Well, I like people calling me by name instead of some nickname. On another site I used a Japanese word as my name and I ended up with not a very good nickname for it lol. So having people call me "Tristan" is nice, although, sometimes I see my name on the site and think someone's talking about me, but they're just talking about Wagner


----------



## moody

mstar said:


> Oh, Hilltroll, you're no hill troll. Please share the meaning of it all....


He is most certainly a troll and lives inside a hill.


----------



## mstar

Huilunsoittaja said:


> Oh yeah? Well, I THINK SOMEONE ELSE IS MORE HANDSOMER
> 
> 
> 
> 
> 
> 
> 
> 
> 
> 
> Wut now? :tiphat:


Never. Glazunov's hair????

Anyway, Tchaikovsky's face shape rocks my neon socks.


----------



## moody

I chose my avatar and name to keep them guessing---and it does,who wants the madding crowd to know too much !


----------



## Couac Addict

Forum protocol dictates that every username suggestion must be returned with the message _That username is already in use_ no fewer than 17 times.
That leaves me with two options. An uncommon but relevant word like _couac_ or 
Tony78657658375638475384753429374


----------



## Ingélou

On reflection, it's a pity that my name has 'young' associations for people, apparently; this means that in the interests of honesty I have to keep telling the world that I'm *62* !

But generally I'm pleased with my monicker, as it reminds folk that I don't know all that much about music. Hopefully this means TC members will cut me some slack for my dafter posts.

Have a nice day, y'all.


----------



## Cheyenne

Nah, mine's good enough this way; I like the simplicity.


----------



## Aramis

Ingenue said:


> Hopefully this means TC members will cut me some slack for my dafter posts.


Say 'e can't hang, say seven up!


----------



## Ingélou

Aramis said:


> Say 'e can't hang, say seven up!


When I work out what this means, I might 'like' it!


----------



## AClockworkOrange

I hate coming up with names, whether I am writing fiction (thank God for random name generators) or joining forums.

My username here was unusually easy to pick. The book and film in my username introduced me to the wonderful world of classical music. It happens to be one of my favourite books/films too.

The fact that it wasn't already taken was the big glossy cherry on top :lol:

To be honest, I don't know what I would change it too even if I could, so thanks but no thanks. For once I have a screen name I am happy with


----------



## Winterreisender

Perhaps I could have picked something shorter / more pronounceable / less German. 

Elsewhere my username is 'Lucretius' in honour of my favourite scholar from antiquity.


----------



## Mahlerian

Couac Addict said:


> Forum protocol dictates that every username suggestion must be returned with the message _That username is already in use_ no fewer than 17 times.


I got my first choice! Sorry about the breach of protocol...
- - - - - - -
Written task 1:
In the forum thread about usernames, what username does Winterreisender use on other sites?
Written task 2:
List every name that appears before "said:" in the forum thread about usernames.
Written task 3:
Carry on the forum thread about usernames from its last post.
You won't need the records that follow.
- - - - - - -
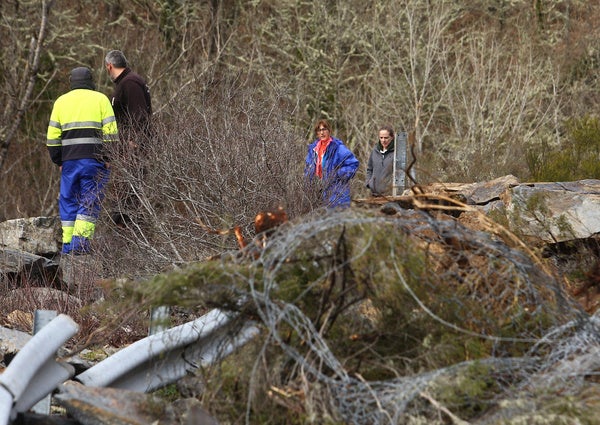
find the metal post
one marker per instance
(40, 319)
(399, 164)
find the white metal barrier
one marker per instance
(167, 356)
(34, 369)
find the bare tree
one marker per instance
(21, 89)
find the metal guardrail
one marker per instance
(167, 356)
(33, 372)
(146, 365)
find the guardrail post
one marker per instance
(40, 319)
(399, 164)
(159, 319)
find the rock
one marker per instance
(36, 235)
(555, 212)
(16, 264)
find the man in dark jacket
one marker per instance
(380, 167)
(131, 99)
(132, 104)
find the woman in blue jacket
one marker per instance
(332, 165)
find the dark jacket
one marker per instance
(339, 166)
(132, 104)
(380, 170)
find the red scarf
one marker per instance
(320, 150)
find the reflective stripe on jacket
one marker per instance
(82, 120)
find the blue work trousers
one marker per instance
(82, 184)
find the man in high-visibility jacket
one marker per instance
(81, 124)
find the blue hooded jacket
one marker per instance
(339, 166)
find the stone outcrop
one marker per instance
(539, 213)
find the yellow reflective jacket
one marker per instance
(82, 121)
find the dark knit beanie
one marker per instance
(81, 78)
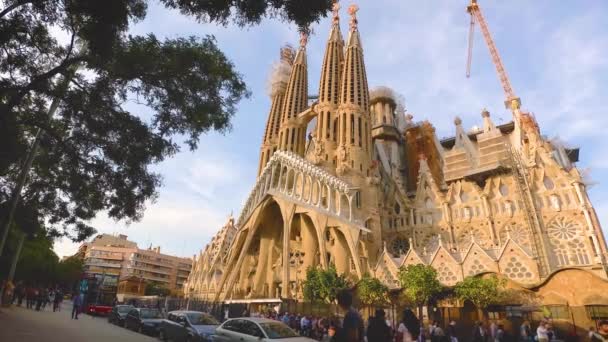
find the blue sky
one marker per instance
(556, 54)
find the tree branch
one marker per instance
(13, 6)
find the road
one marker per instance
(22, 325)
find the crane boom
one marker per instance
(470, 50)
(477, 16)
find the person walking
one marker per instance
(76, 304)
(51, 298)
(525, 332)
(352, 326)
(451, 332)
(57, 300)
(38, 293)
(601, 335)
(479, 332)
(409, 328)
(377, 329)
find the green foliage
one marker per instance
(323, 285)
(419, 283)
(156, 289)
(69, 271)
(37, 263)
(372, 291)
(128, 103)
(480, 291)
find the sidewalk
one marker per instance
(20, 324)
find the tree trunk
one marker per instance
(481, 314)
(16, 256)
(25, 169)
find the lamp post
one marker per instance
(297, 262)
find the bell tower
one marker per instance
(354, 152)
(278, 86)
(292, 135)
(326, 135)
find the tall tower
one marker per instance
(292, 135)
(278, 86)
(355, 143)
(329, 95)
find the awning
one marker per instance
(256, 300)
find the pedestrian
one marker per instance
(377, 329)
(451, 332)
(542, 334)
(76, 303)
(479, 332)
(331, 334)
(500, 334)
(437, 333)
(29, 297)
(51, 298)
(38, 294)
(601, 335)
(352, 326)
(305, 326)
(57, 300)
(525, 332)
(409, 328)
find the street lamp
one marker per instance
(297, 261)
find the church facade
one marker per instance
(370, 190)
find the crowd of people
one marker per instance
(37, 297)
(351, 328)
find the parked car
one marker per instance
(144, 320)
(118, 314)
(98, 309)
(250, 329)
(190, 326)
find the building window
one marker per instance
(559, 311)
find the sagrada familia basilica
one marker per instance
(370, 190)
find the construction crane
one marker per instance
(512, 101)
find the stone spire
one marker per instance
(278, 80)
(329, 93)
(292, 137)
(355, 148)
(488, 125)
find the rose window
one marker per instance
(562, 229)
(399, 246)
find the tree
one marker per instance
(323, 284)
(69, 271)
(37, 263)
(371, 291)
(95, 153)
(419, 284)
(482, 292)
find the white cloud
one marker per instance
(555, 55)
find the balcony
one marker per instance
(150, 270)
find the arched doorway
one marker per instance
(260, 271)
(304, 250)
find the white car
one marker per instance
(249, 329)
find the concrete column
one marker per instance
(285, 290)
(590, 228)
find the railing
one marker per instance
(292, 177)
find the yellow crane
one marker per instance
(512, 101)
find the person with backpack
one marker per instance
(409, 328)
(377, 329)
(601, 335)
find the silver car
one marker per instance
(249, 329)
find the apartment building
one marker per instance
(109, 258)
(151, 265)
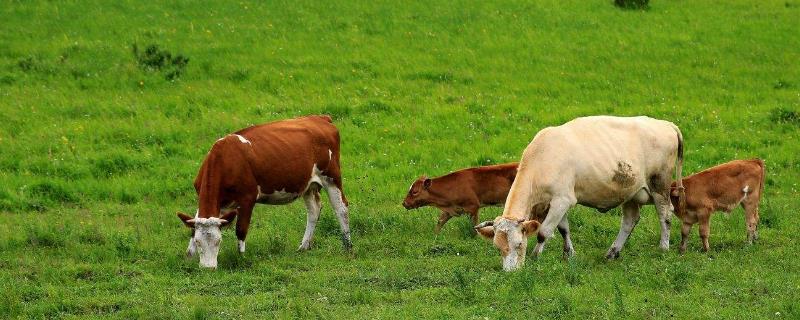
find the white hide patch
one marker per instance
(243, 139)
(277, 197)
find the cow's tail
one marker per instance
(679, 172)
(761, 194)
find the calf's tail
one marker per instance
(679, 169)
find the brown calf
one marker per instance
(463, 191)
(273, 163)
(721, 188)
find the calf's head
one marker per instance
(206, 237)
(419, 193)
(510, 237)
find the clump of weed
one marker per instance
(633, 4)
(153, 58)
(485, 160)
(337, 111)
(573, 274)
(375, 106)
(476, 108)
(463, 280)
(45, 237)
(783, 115)
(92, 235)
(618, 302)
(49, 192)
(239, 75)
(782, 84)
(200, 313)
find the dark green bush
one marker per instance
(633, 4)
(153, 58)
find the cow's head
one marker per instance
(419, 193)
(207, 236)
(511, 237)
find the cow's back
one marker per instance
(602, 160)
(284, 155)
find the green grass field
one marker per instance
(99, 147)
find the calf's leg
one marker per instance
(663, 206)
(751, 216)
(245, 211)
(339, 204)
(563, 229)
(705, 222)
(685, 229)
(557, 212)
(313, 207)
(630, 217)
(443, 218)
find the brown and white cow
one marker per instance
(272, 163)
(721, 188)
(600, 162)
(462, 192)
(468, 190)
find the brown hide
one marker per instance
(463, 191)
(721, 188)
(280, 156)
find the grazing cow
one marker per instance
(466, 191)
(272, 163)
(721, 188)
(463, 191)
(600, 162)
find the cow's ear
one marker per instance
(530, 227)
(485, 229)
(228, 217)
(187, 220)
(486, 232)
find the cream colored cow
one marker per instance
(600, 162)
- - - - - - -
Output 1:
'Lucretius'

Output 2:
mstar, Huilunsoittaja, Ingenue, Aramis, Couac Addict

Output 3:
----------



## PetrB

clavichorder said:


> clavichorder-the-2nd


Before you go to two, shouldn't the next one be Clavichorder 1.5?


----------



## mstar

Huilunsoittaja said:


> flake: hiutale _HYOO-ta-le_


Really? Then what's Finnish for "paper roll," in light of your former misconception of Mr. Hill's name?? :lol:


----------



## Vaneyes

Did someone already pick *mstar*?


----------



## Ukko

mstar said:


> Really? Then what's Finnish for "paper roll," in light of your former misconception of Mr. Hill's name?? :lol:


"Paper roll"? That is more likely to be a synonym for her opinion of my character, eh?


----------



## mstar

Vaneyes said:


> Did someone already pick *mstar*?


Aww, you're so nice.

....Unlike a certain toilet paper roll I know.  jk, Irresistible, though. Irresistable. :lol:


----------



## Couac Addict

Mahlerian said:


> I got my first choice! Sorry about the breach of protocol...


Yeah, but Mahler looks like a guy that could work in IT...so there was always going to be some bias.


----------



## drpraetorus

I'd just like the chance to proofread my user ID and spell it correctly this time.


----------



## BurningDesire

Is there any name more simultaneously cute and fearsomely punk rock than Burning Desire? I think not :3


----------



## moody

BurningDesire said:


> Is there any name more simultaneously cute and fearsomely punk rock than Burning Desire? I think not :3


I most certainly hope not and if there be I hope nobody uses it.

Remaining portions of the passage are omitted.